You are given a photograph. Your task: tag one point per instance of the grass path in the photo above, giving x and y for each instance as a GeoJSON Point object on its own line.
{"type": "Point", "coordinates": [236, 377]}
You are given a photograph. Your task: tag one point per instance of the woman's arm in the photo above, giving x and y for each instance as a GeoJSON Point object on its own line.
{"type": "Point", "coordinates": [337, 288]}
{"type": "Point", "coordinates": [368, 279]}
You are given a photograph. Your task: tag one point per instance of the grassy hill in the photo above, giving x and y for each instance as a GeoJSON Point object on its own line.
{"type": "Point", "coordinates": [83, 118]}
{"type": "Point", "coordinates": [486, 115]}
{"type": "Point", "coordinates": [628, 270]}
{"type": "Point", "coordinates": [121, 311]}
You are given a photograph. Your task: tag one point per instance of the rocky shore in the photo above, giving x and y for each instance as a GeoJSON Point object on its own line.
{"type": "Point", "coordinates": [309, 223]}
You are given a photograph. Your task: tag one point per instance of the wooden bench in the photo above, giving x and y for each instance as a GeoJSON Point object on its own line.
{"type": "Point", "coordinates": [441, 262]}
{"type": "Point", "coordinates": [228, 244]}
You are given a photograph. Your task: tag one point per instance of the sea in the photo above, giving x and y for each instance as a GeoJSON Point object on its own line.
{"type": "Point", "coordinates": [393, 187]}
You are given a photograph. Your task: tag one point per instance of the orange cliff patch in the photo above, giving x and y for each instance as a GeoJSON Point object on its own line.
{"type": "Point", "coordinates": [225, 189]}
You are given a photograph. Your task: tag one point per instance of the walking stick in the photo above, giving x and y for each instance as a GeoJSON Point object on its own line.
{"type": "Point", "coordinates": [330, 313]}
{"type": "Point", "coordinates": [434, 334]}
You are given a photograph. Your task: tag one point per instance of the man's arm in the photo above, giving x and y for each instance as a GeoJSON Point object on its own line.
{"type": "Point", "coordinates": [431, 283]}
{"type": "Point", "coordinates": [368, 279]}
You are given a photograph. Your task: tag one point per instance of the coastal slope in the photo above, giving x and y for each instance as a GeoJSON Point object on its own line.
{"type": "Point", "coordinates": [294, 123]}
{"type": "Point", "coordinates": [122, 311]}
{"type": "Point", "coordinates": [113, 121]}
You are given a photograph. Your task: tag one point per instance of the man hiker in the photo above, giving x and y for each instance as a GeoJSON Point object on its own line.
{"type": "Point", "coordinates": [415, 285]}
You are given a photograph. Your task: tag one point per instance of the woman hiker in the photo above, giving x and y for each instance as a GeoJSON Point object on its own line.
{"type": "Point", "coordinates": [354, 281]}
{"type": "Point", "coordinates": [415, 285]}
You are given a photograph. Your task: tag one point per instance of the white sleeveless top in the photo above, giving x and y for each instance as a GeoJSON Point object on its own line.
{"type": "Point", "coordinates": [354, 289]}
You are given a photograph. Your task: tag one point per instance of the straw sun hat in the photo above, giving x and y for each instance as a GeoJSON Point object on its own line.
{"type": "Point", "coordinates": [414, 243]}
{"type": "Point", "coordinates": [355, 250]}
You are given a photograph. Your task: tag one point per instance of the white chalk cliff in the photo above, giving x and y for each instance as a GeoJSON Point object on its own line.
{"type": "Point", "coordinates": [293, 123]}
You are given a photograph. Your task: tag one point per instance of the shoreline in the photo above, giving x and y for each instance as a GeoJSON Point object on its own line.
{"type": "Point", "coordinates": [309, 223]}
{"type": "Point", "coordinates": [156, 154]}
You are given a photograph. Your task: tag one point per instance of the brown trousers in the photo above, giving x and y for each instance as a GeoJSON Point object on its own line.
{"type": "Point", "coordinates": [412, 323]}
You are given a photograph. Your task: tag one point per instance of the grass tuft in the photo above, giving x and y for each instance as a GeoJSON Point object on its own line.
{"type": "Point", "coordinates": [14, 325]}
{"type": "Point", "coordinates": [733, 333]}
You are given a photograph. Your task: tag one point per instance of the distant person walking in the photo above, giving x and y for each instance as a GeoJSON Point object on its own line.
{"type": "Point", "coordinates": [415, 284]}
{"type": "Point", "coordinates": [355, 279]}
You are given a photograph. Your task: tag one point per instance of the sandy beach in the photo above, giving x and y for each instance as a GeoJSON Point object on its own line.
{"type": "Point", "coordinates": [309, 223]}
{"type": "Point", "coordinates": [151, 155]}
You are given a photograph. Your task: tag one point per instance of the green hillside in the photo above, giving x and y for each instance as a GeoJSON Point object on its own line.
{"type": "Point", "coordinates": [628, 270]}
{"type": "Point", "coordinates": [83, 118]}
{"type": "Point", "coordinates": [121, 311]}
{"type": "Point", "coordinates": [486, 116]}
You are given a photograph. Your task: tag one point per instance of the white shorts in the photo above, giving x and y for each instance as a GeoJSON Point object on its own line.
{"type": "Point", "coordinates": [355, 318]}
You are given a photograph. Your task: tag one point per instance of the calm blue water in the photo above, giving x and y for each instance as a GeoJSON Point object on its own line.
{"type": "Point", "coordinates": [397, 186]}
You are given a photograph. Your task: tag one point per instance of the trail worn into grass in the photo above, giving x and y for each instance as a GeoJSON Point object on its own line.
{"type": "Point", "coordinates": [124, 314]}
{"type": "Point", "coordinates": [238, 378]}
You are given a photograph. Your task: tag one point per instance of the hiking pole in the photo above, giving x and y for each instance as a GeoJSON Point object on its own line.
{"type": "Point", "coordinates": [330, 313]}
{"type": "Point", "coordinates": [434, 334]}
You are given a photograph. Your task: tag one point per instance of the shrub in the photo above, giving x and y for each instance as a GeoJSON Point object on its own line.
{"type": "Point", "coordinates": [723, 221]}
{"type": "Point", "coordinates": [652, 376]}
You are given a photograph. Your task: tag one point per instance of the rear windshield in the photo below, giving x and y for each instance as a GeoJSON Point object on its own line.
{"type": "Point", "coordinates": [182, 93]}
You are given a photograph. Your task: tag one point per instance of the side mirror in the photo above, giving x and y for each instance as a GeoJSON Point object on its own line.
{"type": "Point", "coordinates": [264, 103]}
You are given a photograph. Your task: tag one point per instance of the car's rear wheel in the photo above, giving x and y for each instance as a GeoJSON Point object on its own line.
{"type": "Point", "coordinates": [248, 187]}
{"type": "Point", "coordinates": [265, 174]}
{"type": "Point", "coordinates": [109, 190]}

## WHAT THIS TASK INVOLVES
Above are some records; repeat all of them exactly.

## PROBLEM SOLUTION
You are given a photograph. Your task: tag one point per instance of the grass path in the photo above, giving x and y for each instance as a GeoJSON Point object on its own line.
{"type": "Point", "coordinates": [236, 377]}
You are given a photograph. Your task: tag one point per instance of the woman's arm in the photo above, giving x and y for each instance as a GeoJSON Point object on its own line.
{"type": "Point", "coordinates": [337, 288]}
{"type": "Point", "coordinates": [368, 279]}
You are given a photograph. Your task: tag one point per instance of the grassy hill in the photo above, giving x and y for each instance as a GeoJSON Point object on its own line.
{"type": "Point", "coordinates": [83, 118]}
{"type": "Point", "coordinates": [486, 115]}
{"type": "Point", "coordinates": [628, 270]}
{"type": "Point", "coordinates": [121, 311]}
You are given a photograph. Your task: tag one point per instance of the rocky shore in the photo above, giving x and y for each instance as a GeoJSON Point object on its own line.
{"type": "Point", "coordinates": [309, 223]}
You are given a photograph. Your task: tag one point per instance of the wooden bench in the photo above, giving x and y for each instance as a GeoJSON Point object on its own line.
{"type": "Point", "coordinates": [441, 262]}
{"type": "Point", "coordinates": [228, 244]}
You are given a photograph. Your task: tag one point per instance of the sea in the photo above, giving x and y for each instance as a GeoJSON Point object on its own line.
{"type": "Point", "coordinates": [393, 187]}
You are given a photograph. Your task: tag one point per instance of the orange cliff patch in the photo above, giving x and y for each instance as a GeoJSON Point object on its own line.
{"type": "Point", "coordinates": [225, 189]}
You are given a photograph. Your task: tag one point per instance of the walking stick in the photo above, giving x and y for each instance as a GeoJSON Point object on its own line.
{"type": "Point", "coordinates": [330, 313]}
{"type": "Point", "coordinates": [434, 334]}
You are given a photograph. Your task: tag one point per instance of the man's arm in the photo above, giving x and y for each instance as a GeoJSON Point object on its own line.
{"type": "Point", "coordinates": [431, 283]}
{"type": "Point", "coordinates": [368, 279]}
You are given a photograph. Your task: tag one point per instance of the coastal slope in the photo above, giving x and y for each instance as a GeoJSON Point object on its own line.
{"type": "Point", "coordinates": [294, 123]}
{"type": "Point", "coordinates": [122, 311]}
{"type": "Point", "coordinates": [113, 121]}
You are given a photograph. Your task: tag one point per instance of the man hiker in the photo above, giving x and y for each instance as a GeoJSON Point object on its own line.
{"type": "Point", "coordinates": [415, 285]}
You are given a photograph. Your task: tag one point per instance of the woman hiker in the photo above, giving x and y for each instance as a GeoJSON Point object on its own line.
{"type": "Point", "coordinates": [354, 281]}
{"type": "Point", "coordinates": [415, 285]}
You are given a photograph. Your task: tag one point per instance of the white sleeveless top in the photo above, giving x and y for each instance as a GeoJSON Point object on its own line.
{"type": "Point", "coordinates": [354, 289]}
You are given a photograph. Your task: tag one point per instance of the straw sun hat in the photo above, giving x and y for each instance as a GeoJSON Point object on its own line.
{"type": "Point", "coordinates": [414, 243]}
{"type": "Point", "coordinates": [355, 250]}
You are given a photograph. Your task: tag one point per instance of the white chalk cliff in the photo above, giving x and y for each instance as a GeoJSON Point object on its own line.
{"type": "Point", "coordinates": [293, 123]}
You are given a photograph. Your task: tag one point per instance of the shoreline in the photo above, giving x and y for each instance as a GeoJSON Point object on its own line.
{"type": "Point", "coordinates": [309, 223]}
{"type": "Point", "coordinates": [156, 154]}
You are given a photograph. Your task: tag one point per instance of the brown trousers in the photo above, giving x and y for each instance as a GeoJSON Point object on its own line.
{"type": "Point", "coordinates": [412, 323]}
You are given a photograph. Your task: tag one point per instance of the grass tuft in the photo above, giving x and y for each instance as a GeoJSON Point object on its own line.
{"type": "Point", "coordinates": [14, 325]}
{"type": "Point", "coordinates": [733, 333]}
You are given a photograph. Your task: tag one point per instance of the distant person walking in the photo above, giving x and y for each instance as a GeoJSON Point object on its own line.
{"type": "Point", "coordinates": [415, 284]}
{"type": "Point", "coordinates": [355, 279]}
You are given a photograph. Your task: tag one point per instance of the sandy beach in the photo above, giving x and y for each instance as a GeoJSON Point object on its own line.
{"type": "Point", "coordinates": [309, 223]}
{"type": "Point", "coordinates": [151, 155]}
You are given a photograph. Your task: tag one point per instance of the green hillside in the photo above, giving x and y for each instance as a GeoJSON Point object on its own line.
{"type": "Point", "coordinates": [628, 270]}
{"type": "Point", "coordinates": [83, 118]}
{"type": "Point", "coordinates": [121, 311]}
{"type": "Point", "coordinates": [486, 116]}
You are given a photograph. Your task: tag one point per instance of the white shorts in the photo above, giving x and y for each instance as a GeoJSON Point object on its own line.
{"type": "Point", "coordinates": [355, 318]}
You are given a photograph. Your task: tag one point per instance of the calm blue water in the photo above, giving x and y for each instance as a GeoJSON Point object on its own line.
{"type": "Point", "coordinates": [397, 186]}
You are given a photograph. Your task: tag one point per instance of the trail worn into grass in the photo above, giving x and y for each instance as a GeoJSON Point object on its own line.
{"type": "Point", "coordinates": [124, 314]}
{"type": "Point", "coordinates": [238, 378]}
You are given a photograph. Your task: tag one point per instance of the hiking pole in the photo above, giving x and y for each instance as a GeoJSON Point object on its own line.
{"type": "Point", "coordinates": [330, 313]}
{"type": "Point", "coordinates": [434, 334]}
You are given a photograph. Your task: tag one point per instance of the shrub in the photo above, giving x and y for each instance as a GeoJSON Point object on its own line.
{"type": "Point", "coordinates": [723, 221]}
{"type": "Point", "coordinates": [652, 376]}
You are given a photograph. Your task: tag one point per instance of the rear windshield in the photo below, giving x and y for each instance as a GeoJSON Point object on its own line.
{"type": "Point", "coordinates": [182, 93]}
You are given a photograph. Your task: tag one point per instance of the side mirror in the photo above, giving x and y for each instance as a GeoJSON Point object on its own line.
{"type": "Point", "coordinates": [264, 103]}
You are given a photograph. Your task: tag one point per instance of the car's rear wheel in the photo above, giving x and y for each instance as a GeoJSON Point object on its own line.
{"type": "Point", "coordinates": [248, 187]}
{"type": "Point", "coordinates": [265, 174]}
{"type": "Point", "coordinates": [109, 190]}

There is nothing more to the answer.